- **WORK INSTRUCTION**
Word for word, copy each record that comes after this.

- **STORED DATA**
■ ■ ■

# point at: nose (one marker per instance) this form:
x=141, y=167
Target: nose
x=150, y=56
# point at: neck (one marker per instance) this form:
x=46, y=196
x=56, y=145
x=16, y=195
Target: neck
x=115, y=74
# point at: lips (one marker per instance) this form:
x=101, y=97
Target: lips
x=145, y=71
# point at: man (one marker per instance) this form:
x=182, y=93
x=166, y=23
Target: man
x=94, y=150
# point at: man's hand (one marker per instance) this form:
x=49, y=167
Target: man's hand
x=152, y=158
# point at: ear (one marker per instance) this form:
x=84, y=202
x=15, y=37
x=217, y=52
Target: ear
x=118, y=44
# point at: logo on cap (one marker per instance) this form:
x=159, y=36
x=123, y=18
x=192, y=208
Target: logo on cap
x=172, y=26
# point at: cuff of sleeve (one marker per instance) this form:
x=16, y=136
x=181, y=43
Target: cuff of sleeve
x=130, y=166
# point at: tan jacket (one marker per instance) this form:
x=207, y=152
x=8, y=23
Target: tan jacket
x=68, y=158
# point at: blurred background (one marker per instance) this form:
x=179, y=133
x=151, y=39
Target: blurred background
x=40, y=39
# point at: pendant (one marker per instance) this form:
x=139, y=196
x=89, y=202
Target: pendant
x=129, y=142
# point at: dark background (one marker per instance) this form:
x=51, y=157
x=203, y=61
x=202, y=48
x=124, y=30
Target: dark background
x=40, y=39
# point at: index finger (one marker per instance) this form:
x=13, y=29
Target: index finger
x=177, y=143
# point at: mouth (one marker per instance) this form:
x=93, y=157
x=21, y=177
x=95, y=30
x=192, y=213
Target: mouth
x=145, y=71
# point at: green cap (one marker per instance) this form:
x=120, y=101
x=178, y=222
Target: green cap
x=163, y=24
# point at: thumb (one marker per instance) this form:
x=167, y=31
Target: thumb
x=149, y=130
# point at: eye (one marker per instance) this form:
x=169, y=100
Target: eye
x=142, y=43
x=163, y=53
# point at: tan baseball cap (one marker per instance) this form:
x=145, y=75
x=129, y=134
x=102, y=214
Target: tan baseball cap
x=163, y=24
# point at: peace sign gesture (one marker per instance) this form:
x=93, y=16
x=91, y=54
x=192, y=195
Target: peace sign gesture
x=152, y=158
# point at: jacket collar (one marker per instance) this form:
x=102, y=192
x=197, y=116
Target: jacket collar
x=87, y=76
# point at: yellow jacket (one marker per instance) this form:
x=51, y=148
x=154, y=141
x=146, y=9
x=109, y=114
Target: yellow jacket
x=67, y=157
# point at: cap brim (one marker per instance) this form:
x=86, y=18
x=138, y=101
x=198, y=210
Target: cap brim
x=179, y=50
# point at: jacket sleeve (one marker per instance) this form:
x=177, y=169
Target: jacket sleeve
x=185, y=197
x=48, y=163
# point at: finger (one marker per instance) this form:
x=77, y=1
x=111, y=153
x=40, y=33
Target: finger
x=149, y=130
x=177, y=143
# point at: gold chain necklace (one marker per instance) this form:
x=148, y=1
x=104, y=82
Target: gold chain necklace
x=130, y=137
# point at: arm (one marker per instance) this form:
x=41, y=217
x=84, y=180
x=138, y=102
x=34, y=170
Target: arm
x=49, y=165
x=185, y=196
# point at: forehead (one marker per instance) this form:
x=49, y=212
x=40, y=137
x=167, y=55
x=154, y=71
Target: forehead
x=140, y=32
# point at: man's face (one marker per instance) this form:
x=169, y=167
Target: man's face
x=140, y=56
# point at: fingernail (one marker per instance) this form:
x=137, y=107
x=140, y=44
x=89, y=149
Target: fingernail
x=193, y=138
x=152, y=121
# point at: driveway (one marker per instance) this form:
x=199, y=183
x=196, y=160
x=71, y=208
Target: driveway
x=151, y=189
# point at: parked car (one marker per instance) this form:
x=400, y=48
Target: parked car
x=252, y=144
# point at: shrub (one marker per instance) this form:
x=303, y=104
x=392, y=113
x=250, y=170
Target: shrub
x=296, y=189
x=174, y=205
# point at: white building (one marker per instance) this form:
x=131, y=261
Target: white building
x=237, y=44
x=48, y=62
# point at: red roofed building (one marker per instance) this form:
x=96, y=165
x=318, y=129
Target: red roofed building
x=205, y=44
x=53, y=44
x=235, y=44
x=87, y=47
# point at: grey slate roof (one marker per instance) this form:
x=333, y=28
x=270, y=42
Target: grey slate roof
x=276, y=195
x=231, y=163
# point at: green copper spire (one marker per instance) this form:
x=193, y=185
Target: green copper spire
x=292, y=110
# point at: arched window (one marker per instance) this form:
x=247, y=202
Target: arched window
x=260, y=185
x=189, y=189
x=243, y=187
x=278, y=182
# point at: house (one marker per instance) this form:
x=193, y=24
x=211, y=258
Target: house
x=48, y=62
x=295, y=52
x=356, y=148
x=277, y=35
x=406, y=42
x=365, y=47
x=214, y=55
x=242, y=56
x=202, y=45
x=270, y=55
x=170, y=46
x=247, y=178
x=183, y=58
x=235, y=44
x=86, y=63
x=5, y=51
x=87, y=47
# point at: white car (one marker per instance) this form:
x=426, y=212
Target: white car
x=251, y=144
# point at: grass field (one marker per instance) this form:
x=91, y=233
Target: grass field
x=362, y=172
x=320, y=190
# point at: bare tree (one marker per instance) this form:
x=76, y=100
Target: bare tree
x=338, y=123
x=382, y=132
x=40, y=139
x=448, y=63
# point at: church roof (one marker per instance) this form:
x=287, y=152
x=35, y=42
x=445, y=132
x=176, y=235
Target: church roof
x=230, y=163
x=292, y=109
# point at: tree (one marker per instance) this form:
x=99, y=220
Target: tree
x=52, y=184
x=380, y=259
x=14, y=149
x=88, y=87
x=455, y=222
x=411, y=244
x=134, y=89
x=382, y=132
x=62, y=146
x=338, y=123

■ ■ ■

- **OUTPUT**
# point at: nose (one marker per instance) this form:
x=141, y=167
Target: nose
x=150, y=56
# point at: neck (one marker per instance) this form:
x=46, y=196
x=56, y=145
x=16, y=195
Target: neck
x=115, y=74
# point at: lips (one marker per instance) this form:
x=101, y=97
Target: lips
x=145, y=71
# point at: man (one marker per instance) this form:
x=182, y=93
x=166, y=23
Target: man
x=94, y=150
# point at: man's hand (one marker per instance) this form:
x=49, y=167
Target: man's hand
x=152, y=158
# point at: ear (one marker per instance) this form:
x=84, y=202
x=15, y=37
x=217, y=52
Target: ear
x=118, y=44
# point at: logo on cap (one marker per instance) this form:
x=159, y=36
x=123, y=18
x=192, y=208
Target: logo on cap
x=172, y=26
# point at: cuff of sleeve (one marker per instance) this form:
x=16, y=136
x=181, y=43
Target: cuff of sleeve
x=130, y=166
# point at: tan jacket (one marker per instance) this form:
x=207, y=152
x=8, y=23
Target: tan jacket
x=68, y=158
# point at: blurred background (one marker per instance) this form:
x=179, y=133
x=151, y=39
Target: blurred background
x=40, y=39
# point at: pendant (one marker per instance) this form:
x=139, y=196
x=89, y=202
Target: pendant
x=129, y=142
# point at: dark background (one marker per instance) this form:
x=51, y=157
x=203, y=61
x=202, y=48
x=124, y=30
Target: dark background
x=40, y=39
# point at: index finger (one marker per instance) this form:
x=13, y=29
Target: index finger
x=177, y=143
# point at: mouth (one marker per instance) this form:
x=93, y=157
x=21, y=177
x=95, y=30
x=192, y=213
Target: mouth
x=145, y=71
# point at: green cap (one marker per instance) this form:
x=120, y=101
x=178, y=222
Target: green cap
x=163, y=24
# point at: thumb (one marker per instance) this form:
x=167, y=31
Target: thumb
x=149, y=130
# point at: eye (one marker per instance) this form:
x=169, y=100
Target: eye
x=142, y=43
x=163, y=53
# point at: tan baseball cap (one marker per instance) this form:
x=145, y=75
x=129, y=134
x=102, y=214
Target: tan baseball cap
x=163, y=24
# point at: peace sign gesture (one marker per instance) this form:
x=93, y=16
x=91, y=54
x=192, y=195
Target: peace sign gesture
x=152, y=158
# point at: jacket collar (one marker per instance) this form:
x=102, y=192
x=197, y=116
Target: jacket collar
x=87, y=76
# point at: yellow jacket (one marker per instance) this form:
x=51, y=148
x=154, y=141
x=146, y=9
x=109, y=114
Target: yellow jacket
x=67, y=157
# point at: cap brim (one marker per instance) this form:
x=86, y=18
x=138, y=101
x=198, y=210
Target: cap brim
x=179, y=50
# point at: jacket sleeve (one marker per instance) this form:
x=177, y=169
Target: jacket sleeve
x=185, y=197
x=48, y=163
# point at: finger (one marker per instance) this form:
x=77, y=1
x=111, y=153
x=40, y=33
Target: finger
x=149, y=130
x=177, y=143
# point at: gold chain necklace (one marker per instance) this form:
x=148, y=1
x=104, y=82
Target: gold chain necklace
x=130, y=137
# point at: arm (one marker per instance) this form:
x=41, y=217
x=84, y=180
x=138, y=102
x=34, y=170
Target: arm
x=49, y=165
x=185, y=196
# point at: forehead (one marker per instance) this form:
x=49, y=212
x=40, y=137
x=167, y=55
x=154, y=71
Target: forehead
x=140, y=32
# point at: man's face (one marker per instance) this form:
x=169, y=167
Target: man's face
x=140, y=56
# point at: fingernail (one marker per instance) this form:
x=137, y=107
x=140, y=44
x=89, y=149
Target: fingernail
x=193, y=138
x=152, y=121
# point at: driveway (one marker per instance) this form:
x=199, y=183
x=196, y=160
x=71, y=208
Target: driveway
x=151, y=189
# point at: parked car (one marker per instance) this form:
x=400, y=48
Target: parked car
x=252, y=144
# point at: shrub (one marker per instance) this form:
x=303, y=104
x=392, y=113
x=250, y=170
Target: shrub
x=296, y=189
x=174, y=205
# point at: white building (one marker per instance) this form:
x=131, y=261
Target: white building
x=237, y=44
x=48, y=62
# point at: red roofed building (one marker per instance) this form:
x=96, y=165
x=318, y=129
Target: red roofed building
x=205, y=44
x=53, y=44
x=235, y=44
x=87, y=47
# point at: grey slate roof (one marker per instance) this form:
x=333, y=28
x=270, y=42
Target: grey slate roof
x=276, y=195
x=231, y=163
# point at: green copper spire (one marker per instance) this form:
x=193, y=185
Target: green copper spire
x=292, y=110
# point at: arched window (one marker per instance) this form:
x=247, y=202
Target: arched window
x=260, y=185
x=189, y=189
x=243, y=187
x=278, y=182
# point at: house (one marker per instance) this form:
x=193, y=24
x=211, y=258
Target: house
x=48, y=62
x=295, y=52
x=356, y=148
x=277, y=35
x=406, y=42
x=365, y=47
x=214, y=55
x=242, y=56
x=202, y=45
x=270, y=55
x=170, y=46
x=247, y=178
x=183, y=58
x=235, y=44
x=86, y=63
x=5, y=51
x=87, y=47
# point at: white car (one marker per instance) this form:
x=426, y=212
Target: white car
x=251, y=144
# point at: grass field (one marker per instance) this form:
x=91, y=233
Target: grass field
x=362, y=172
x=320, y=190
# point at: bare tree (one marker per instance) this form:
x=76, y=100
Target: bare tree
x=338, y=123
x=382, y=132
x=40, y=139
x=448, y=63
# point at: church roof (one marker per instance) this form:
x=287, y=152
x=35, y=42
x=445, y=132
x=176, y=235
Target: church roof
x=230, y=163
x=292, y=109
# point at: tree (one marker per instance) this form:
x=99, y=220
Target: tree
x=52, y=184
x=380, y=259
x=14, y=149
x=88, y=87
x=455, y=222
x=411, y=244
x=134, y=89
x=382, y=132
x=62, y=146
x=338, y=123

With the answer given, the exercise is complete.